**What is being asked:** Whenever the string "patch" turns up in a line below, that line should be copied.

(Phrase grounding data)
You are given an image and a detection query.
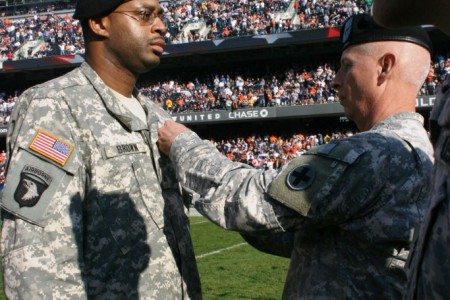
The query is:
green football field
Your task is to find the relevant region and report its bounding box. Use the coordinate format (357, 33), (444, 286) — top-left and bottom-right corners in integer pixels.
(0, 216), (289, 299)
(191, 216), (290, 299)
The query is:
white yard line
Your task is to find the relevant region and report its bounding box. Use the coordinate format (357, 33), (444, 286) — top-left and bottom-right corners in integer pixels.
(196, 243), (247, 259)
(190, 220), (209, 225)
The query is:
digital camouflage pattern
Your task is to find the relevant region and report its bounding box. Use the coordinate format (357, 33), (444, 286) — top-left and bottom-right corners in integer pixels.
(405, 76), (450, 300)
(1, 62), (201, 300)
(168, 112), (434, 299)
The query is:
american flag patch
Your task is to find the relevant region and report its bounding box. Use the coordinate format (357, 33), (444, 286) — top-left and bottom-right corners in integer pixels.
(29, 130), (74, 166)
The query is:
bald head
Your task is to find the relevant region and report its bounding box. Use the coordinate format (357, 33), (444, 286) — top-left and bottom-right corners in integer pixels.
(332, 40), (430, 131)
(357, 41), (431, 93)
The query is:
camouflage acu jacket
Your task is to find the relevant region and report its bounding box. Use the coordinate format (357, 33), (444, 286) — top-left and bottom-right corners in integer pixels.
(1, 62), (201, 300)
(169, 112), (433, 299)
(405, 76), (450, 300)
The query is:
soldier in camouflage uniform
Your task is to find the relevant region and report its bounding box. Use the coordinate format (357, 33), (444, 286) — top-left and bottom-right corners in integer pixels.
(0, 0), (201, 299)
(157, 14), (434, 299)
(373, 1), (450, 299)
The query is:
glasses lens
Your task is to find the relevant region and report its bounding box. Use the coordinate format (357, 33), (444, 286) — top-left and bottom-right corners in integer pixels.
(141, 11), (153, 23)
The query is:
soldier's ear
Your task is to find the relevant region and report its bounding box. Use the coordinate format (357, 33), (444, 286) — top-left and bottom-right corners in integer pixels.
(88, 16), (110, 38)
(378, 53), (396, 85)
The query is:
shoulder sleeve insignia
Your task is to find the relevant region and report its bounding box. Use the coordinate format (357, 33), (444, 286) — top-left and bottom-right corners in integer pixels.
(14, 165), (53, 207)
(29, 130), (74, 166)
(286, 164), (316, 191)
(268, 141), (367, 216)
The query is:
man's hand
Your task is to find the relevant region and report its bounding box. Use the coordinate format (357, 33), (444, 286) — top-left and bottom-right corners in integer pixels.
(157, 120), (191, 156)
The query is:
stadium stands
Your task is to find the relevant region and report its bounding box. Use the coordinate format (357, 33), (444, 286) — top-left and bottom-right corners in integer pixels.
(0, 0), (370, 62)
(0, 0), (448, 175)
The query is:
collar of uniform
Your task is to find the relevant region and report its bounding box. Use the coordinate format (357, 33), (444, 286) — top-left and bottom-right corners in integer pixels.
(79, 62), (148, 132)
(371, 112), (423, 131)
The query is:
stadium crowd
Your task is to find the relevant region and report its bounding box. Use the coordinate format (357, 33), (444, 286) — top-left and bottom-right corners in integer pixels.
(0, 0), (372, 61)
(0, 0), (445, 111)
(0, 53), (447, 122)
(0, 48), (441, 181)
(138, 61), (340, 113)
(139, 54), (447, 113)
(0, 0), (445, 186)
(163, 0), (370, 43)
(207, 129), (355, 170)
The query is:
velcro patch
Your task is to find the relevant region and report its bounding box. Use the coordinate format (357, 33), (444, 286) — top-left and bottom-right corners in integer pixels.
(286, 164), (316, 191)
(29, 130), (74, 166)
(103, 142), (147, 159)
(14, 165), (53, 207)
(268, 141), (366, 216)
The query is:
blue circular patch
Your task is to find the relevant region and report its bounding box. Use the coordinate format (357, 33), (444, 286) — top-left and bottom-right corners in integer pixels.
(286, 164), (316, 191)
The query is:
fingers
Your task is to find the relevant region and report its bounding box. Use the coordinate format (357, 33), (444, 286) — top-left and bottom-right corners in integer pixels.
(157, 121), (171, 156)
(157, 120), (181, 156)
(157, 120), (192, 156)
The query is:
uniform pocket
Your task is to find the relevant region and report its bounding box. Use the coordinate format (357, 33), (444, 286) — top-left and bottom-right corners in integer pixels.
(91, 158), (164, 255)
(95, 189), (135, 255)
(2, 242), (58, 297)
(132, 161), (165, 229)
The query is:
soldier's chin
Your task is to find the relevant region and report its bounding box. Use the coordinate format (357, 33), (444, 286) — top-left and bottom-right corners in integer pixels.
(140, 59), (161, 73)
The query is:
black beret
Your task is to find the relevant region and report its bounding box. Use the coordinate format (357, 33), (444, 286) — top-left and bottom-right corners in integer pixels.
(340, 14), (432, 53)
(73, 0), (125, 19)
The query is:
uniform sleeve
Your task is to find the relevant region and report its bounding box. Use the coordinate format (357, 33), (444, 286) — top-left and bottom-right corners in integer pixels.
(1, 93), (86, 299)
(269, 138), (389, 228)
(240, 232), (294, 258)
(170, 131), (390, 233)
(170, 131), (287, 233)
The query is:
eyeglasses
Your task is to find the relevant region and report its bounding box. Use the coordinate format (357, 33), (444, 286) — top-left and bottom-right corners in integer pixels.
(112, 10), (163, 26)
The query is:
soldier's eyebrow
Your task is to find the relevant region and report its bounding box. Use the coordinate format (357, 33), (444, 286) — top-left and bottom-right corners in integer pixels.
(126, 2), (162, 13)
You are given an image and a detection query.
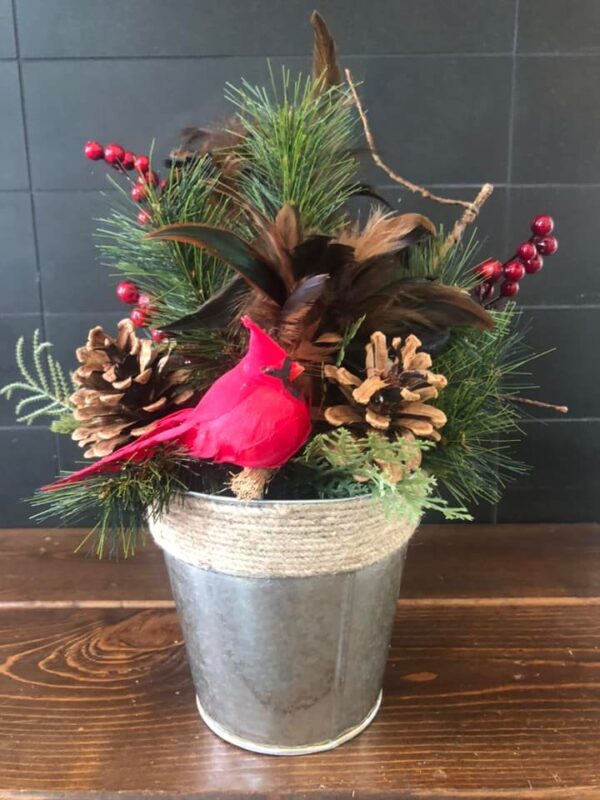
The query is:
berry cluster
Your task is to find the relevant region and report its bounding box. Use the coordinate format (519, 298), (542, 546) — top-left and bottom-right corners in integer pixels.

**Task answer:**
american flag patch
velcro patch
blue circular patch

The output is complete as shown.